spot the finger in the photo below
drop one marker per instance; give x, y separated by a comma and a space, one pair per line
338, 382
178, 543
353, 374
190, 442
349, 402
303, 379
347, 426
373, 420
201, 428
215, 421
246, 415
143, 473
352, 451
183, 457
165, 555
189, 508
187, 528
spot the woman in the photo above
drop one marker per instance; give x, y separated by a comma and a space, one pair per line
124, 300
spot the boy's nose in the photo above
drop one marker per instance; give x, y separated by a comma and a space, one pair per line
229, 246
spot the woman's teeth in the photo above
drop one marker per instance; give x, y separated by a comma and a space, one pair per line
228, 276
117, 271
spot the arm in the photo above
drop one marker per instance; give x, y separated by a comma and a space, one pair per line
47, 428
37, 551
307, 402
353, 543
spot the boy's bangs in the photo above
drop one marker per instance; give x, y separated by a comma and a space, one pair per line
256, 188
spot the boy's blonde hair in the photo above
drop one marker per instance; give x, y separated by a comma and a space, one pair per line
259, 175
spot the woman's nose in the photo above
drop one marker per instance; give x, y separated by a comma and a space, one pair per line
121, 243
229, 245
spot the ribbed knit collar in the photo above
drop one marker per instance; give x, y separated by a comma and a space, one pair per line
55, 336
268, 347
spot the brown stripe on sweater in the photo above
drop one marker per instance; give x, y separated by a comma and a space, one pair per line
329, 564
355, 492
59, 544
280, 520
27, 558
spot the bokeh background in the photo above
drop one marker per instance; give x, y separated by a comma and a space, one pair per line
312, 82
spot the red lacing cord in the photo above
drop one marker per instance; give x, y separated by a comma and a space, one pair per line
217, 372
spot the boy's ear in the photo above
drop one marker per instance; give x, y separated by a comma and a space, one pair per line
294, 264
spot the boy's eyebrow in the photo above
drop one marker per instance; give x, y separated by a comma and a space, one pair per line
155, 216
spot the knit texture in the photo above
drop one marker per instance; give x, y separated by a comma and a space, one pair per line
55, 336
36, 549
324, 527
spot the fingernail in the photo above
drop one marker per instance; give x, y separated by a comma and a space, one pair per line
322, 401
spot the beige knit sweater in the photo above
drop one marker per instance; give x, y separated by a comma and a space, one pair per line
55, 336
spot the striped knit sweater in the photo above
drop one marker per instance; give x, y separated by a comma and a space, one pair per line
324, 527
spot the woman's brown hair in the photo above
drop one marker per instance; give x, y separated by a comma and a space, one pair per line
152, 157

=====

-- GIVEN PROBLEM --
Lay out every line of the material above as a Markdown table with two columns, Row and Material line. Number the rows in order and leave out any blank lines.

-- EXERCISE OUTPUT --
| Row | Material line |
|---|---|
| 1 | spot the finger in the photo below |
| 2 | drop one marker per instance; give x, y separated by a comma and a space, one pair per line |
| 3 | 338, 382 |
| 4 | 178, 543 |
| 5 | 353, 374 |
| 6 | 190, 442 |
| 7 | 349, 402 |
| 8 | 303, 379 |
| 9 | 347, 426 |
| 10 | 373, 420 |
| 11 | 201, 428 |
| 12 | 215, 421 |
| 13 | 246, 415 |
| 14 | 143, 473 |
| 15 | 352, 451 |
| 16 | 183, 457 |
| 17 | 165, 555 |
| 18 | 189, 508 |
| 19 | 187, 528 |
| 20 | spot the woman in the photo above |
| 21 | drop one marker per instance; give x, y separated by a comma and a space, one pair per line |
| 22 | 124, 300 |
| 23 | spot the boy's nose in the photo above |
| 24 | drop one marker per instance; give x, y separated by a comma and a space, one pair per line |
| 25 | 229, 246 |
| 26 | spot the woman's teeth in the photo above |
| 27 | drop one marker per instance; give x, y separated by a comma and a space, one pair per line |
| 28 | 228, 276 |
| 29 | 117, 271 |
| 30 | spot the arm in the photo above |
| 31 | drop one marker per instance; give x, y separated by a comma and a space, one pair per line |
| 32 | 47, 428 |
| 33 | 37, 551 |
| 34 | 307, 402 |
| 35 | 353, 543 |
| 36 | spot the boy's bangs in the photo above |
| 37 | drop one marker per instance; give x, y separated by a comma and a space, one pair per line |
| 38 | 256, 188 |
| 39 | spot the boy's blonde hair in the photo above |
| 40 | drop one marker per instance; give x, y separated by a comma and a space, one pair per line |
| 41 | 259, 175 |
| 42 | spot the woman's nose in the photo above |
| 43 | drop one marker per instance; give x, y separated by a comma and a space, one pair per line |
| 44 | 121, 243 |
| 45 | 229, 245 |
| 46 | spot the ribbed knit collar in the photo above |
| 47 | drop one marker per instance; give x, y separated by a comma and a space, one pair per line |
| 48 | 55, 336 |
| 49 | 268, 347 |
| 50 | spot the brown stripe on sweater in the photo above |
| 51 | drop one marker per instance; give x, y separated by a comma and a space, one pair per line |
| 52 | 329, 564 |
| 53 | 355, 492 |
| 54 | 59, 544 |
| 55 | 280, 520 |
| 56 | 27, 558 |
| 57 | spot the bokeh background in the photo above |
| 58 | drop one marker per instance; give x, y separated by a comma and a space, one pair per line |
| 59 | 312, 82 |
| 60 | spot the red lacing cord in the photo above |
| 61 | drop one marker per instance; give x, y separated by a comma and a space, one pair per line |
| 62 | 217, 372 |
| 63 | spot the boy's ear in the photo above |
| 64 | drop one marker per instance; give x, y separated by a comma and a space, one pair per line |
| 65 | 294, 264 |
| 66 | spot the boy's eyebrow in the photo above |
| 67 | drop one marker per instance; give x, y separated by a comma and a space, one pair per line |
| 68 | 155, 216 |
| 69 | spot the knit texture in the photo above |
| 70 | drop one marker per instance; give x, y separated by a comma and a space, one pair per line |
| 71 | 55, 336 |
| 72 | 36, 549 |
| 73 | 324, 527 |
| 74 | spot the fingernail in the photo above |
| 75 | drop one marker per instance; give x, y separated by a comma and a space, one pair per line |
| 76 | 322, 401 |
| 77 | spot the beige knit sweater in the photo above |
| 78 | drop one marker per instance; give x, y separated by a comma and a space, one pair per line |
| 79 | 55, 336 |
| 80 | spot the striped knit sweater in the photo above |
| 81 | drop one marker per instance; give x, y separated by a comma and a space, one pair per line |
| 82 | 324, 527 |
| 83 | spot the woman's brown hair in the photo above |
| 84 | drop one marker per instance; give x, y separated by a comma and a space, one pair per line |
| 85 | 152, 157 |